— start of Extract to read —
Jewish Life Kolot

Kolot: To be a Jew is to be an optimist

Sydney Perry

By Sydney Perry ~ 

I’ll bet you are familiar with the old joke about the classic Jewish telegram: “Start worrying, details to follow”. While the telegram has gone the way of the phonograph, the typewriter and the rotary dial telephone, the sentiment remains true in this era of Blackberrys, email and ipads.
And we have much to worry about these days, even if we don’t know all the details.
The unforgiving global recession; the dissension in Congress; rising poverty,high unemployment. The Arab spring gives way to fading hope for democratic reform as the autumnal equinox begins today. Assad assaults his people. Turkey and Egypt and Jordan have broken relations with Israel. Ahmadinejad spews yet more vile slurs against the West and abhorrent anti-Semitic remarks at the UN; and today’s speech by Prime Minister Netanyahu is also the day on which Palestinian President Mahmoud Abbas will submit his bid for statehood at the United Nations.
Who says it’s easy to be an optimist?
— end of Extract to read —
— start of Entries —
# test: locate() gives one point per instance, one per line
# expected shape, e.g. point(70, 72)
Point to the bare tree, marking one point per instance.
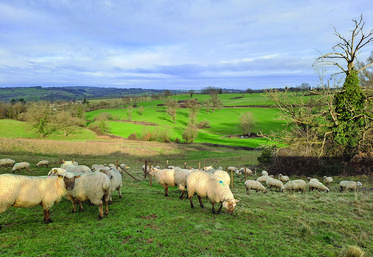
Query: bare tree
point(348, 48)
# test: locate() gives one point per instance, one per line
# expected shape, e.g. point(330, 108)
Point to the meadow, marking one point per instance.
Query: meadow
point(146, 223)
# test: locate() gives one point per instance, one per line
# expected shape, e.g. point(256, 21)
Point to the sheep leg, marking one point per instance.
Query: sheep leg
point(166, 190)
point(200, 201)
point(191, 203)
point(47, 218)
point(101, 210)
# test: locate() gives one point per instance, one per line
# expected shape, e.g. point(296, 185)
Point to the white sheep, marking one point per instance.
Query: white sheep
point(65, 164)
point(254, 185)
point(7, 162)
point(349, 185)
point(295, 185)
point(272, 182)
point(212, 187)
point(116, 181)
point(42, 163)
point(283, 178)
point(317, 185)
point(20, 166)
point(328, 180)
point(94, 187)
point(29, 191)
point(224, 176)
point(165, 177)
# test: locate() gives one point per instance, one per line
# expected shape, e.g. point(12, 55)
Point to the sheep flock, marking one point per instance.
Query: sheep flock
point(100, 182)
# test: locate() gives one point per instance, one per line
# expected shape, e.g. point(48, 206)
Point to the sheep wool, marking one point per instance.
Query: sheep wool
point(20, 166)
point(295, 185)
point(346, 185)
point(254, 185)
point(29, 191)
point(7, 162)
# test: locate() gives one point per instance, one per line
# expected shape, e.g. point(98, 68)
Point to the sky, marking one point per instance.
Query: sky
point(172, 44)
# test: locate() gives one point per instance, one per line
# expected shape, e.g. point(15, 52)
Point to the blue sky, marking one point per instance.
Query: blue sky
point(171, 44)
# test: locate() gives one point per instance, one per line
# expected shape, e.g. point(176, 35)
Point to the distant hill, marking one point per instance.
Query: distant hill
point(72, 93)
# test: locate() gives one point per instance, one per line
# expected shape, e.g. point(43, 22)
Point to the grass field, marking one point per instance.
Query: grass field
point(145, 223)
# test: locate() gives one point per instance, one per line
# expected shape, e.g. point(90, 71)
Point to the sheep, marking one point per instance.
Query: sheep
point(295, 185)
point(7, 162)
point(20, 166)
point(165, 177)
point(283, 178)
point(42, 163)
point(116, 180)
point(272, 182)
point(29, 191)
point(65, 164)
point(317, 185)
point(212, 187)
point(78, 169)
point(349, 185)
point(224, 176)
point(90, 186)
point(328, 180)
point(254, 185)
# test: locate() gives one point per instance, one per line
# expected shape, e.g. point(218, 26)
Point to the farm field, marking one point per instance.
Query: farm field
point(146, 223)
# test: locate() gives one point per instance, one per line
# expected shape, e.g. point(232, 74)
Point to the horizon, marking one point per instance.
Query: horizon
point(172, 44)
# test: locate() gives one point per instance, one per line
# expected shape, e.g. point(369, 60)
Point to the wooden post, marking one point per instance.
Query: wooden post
point(146, 166)
point(150, 177)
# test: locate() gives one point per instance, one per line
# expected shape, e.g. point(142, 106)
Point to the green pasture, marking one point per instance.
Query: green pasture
point(146, 223)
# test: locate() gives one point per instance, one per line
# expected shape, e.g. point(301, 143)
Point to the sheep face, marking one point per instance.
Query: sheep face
point(229, 205)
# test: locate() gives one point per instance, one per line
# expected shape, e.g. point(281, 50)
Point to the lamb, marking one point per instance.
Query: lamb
point(272, 182)
point(295, 185)
point(29, 191)
point(317, 185)
point(90, 186)
point(42, 163)
point(65, 164)
point(20, 166)
point(254, 185)
point(283, 178)
point(328, 180)
point(116, 181)
point(349, 185)
point(165, 177)
point(224, 176)
point(212, 187)
point(7, 162)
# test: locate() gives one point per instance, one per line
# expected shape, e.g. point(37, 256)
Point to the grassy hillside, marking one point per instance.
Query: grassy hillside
point(145, 223)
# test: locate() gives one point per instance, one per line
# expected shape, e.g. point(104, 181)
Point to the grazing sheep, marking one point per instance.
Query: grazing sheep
point(7, 162)
point(224, 176)
point(349, 185)
point(78, 169)
point(165, 177)
point(317, 185)
point(254, 185)
point(283, 178)
point(29, 191)
point(42, 163)
point(212, 187)
point(295, 185)
point(20, 166)
point(328, 180)
point(272, 182)
point(94, 187)
point(116, 181)
point(65, 164)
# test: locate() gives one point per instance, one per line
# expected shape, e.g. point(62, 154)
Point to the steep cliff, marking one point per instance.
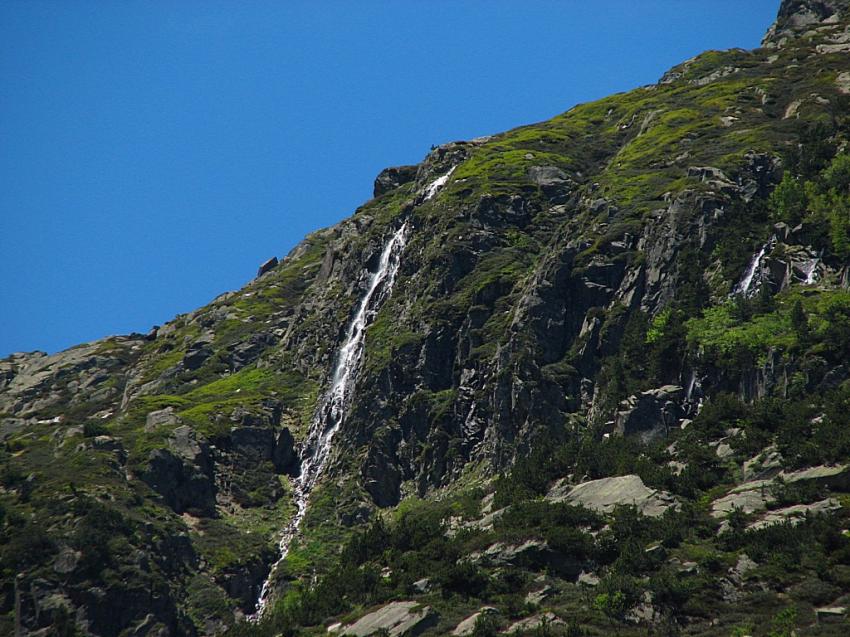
— end of Entries —
Exercise instructions:
1 - In the column on Jewish optimism, what message does the classic Jewish telegram carry?
2 - Write the next part of the column on Jewish optimism, starting right after its final sentence.

Outputs:
1 - "Start worrying, details to follow."

2 -
After the curses of last week’s Torah reading, perhaps we can take hope in the way this parsha Nitzavim-Vayelech begins.  “Behold you are standing here this day, all of you before the Lord your God; your leaders, your tribes, your elders, your officers, all the people of Israel; your little ones, your wives, and the stranger that is in the midst of your camp, from the hewer of wood unto the drawer of your water.”
Wait a minute.  This day?  One moment in time we stand together, all of us?  No, the Rabbis tell us it’s not just for that moment(miyad) but for all generations to come(dorot). “Not just with you alone do I make this covenant; rather, I make this covenant with those who are here today before Hashem, our God, AND with those who are not here today with us.”
I find some strength from the words of our great teacher Rashi who brings us a midrash, after hearing the 98 curses which will befall us, who wouldn’t be depressed?  It is then that Moshe explains : You are standing here today together, despite all.
Every now and then – especially now – it is well to remember that we are standing- anachnu nitzavim. But Rashi doesn’t stop there. He says that the curses and the pains of our history give us the very ability to stand together as a people. In reading the curses, in worrying for our people, we stand and we persevere.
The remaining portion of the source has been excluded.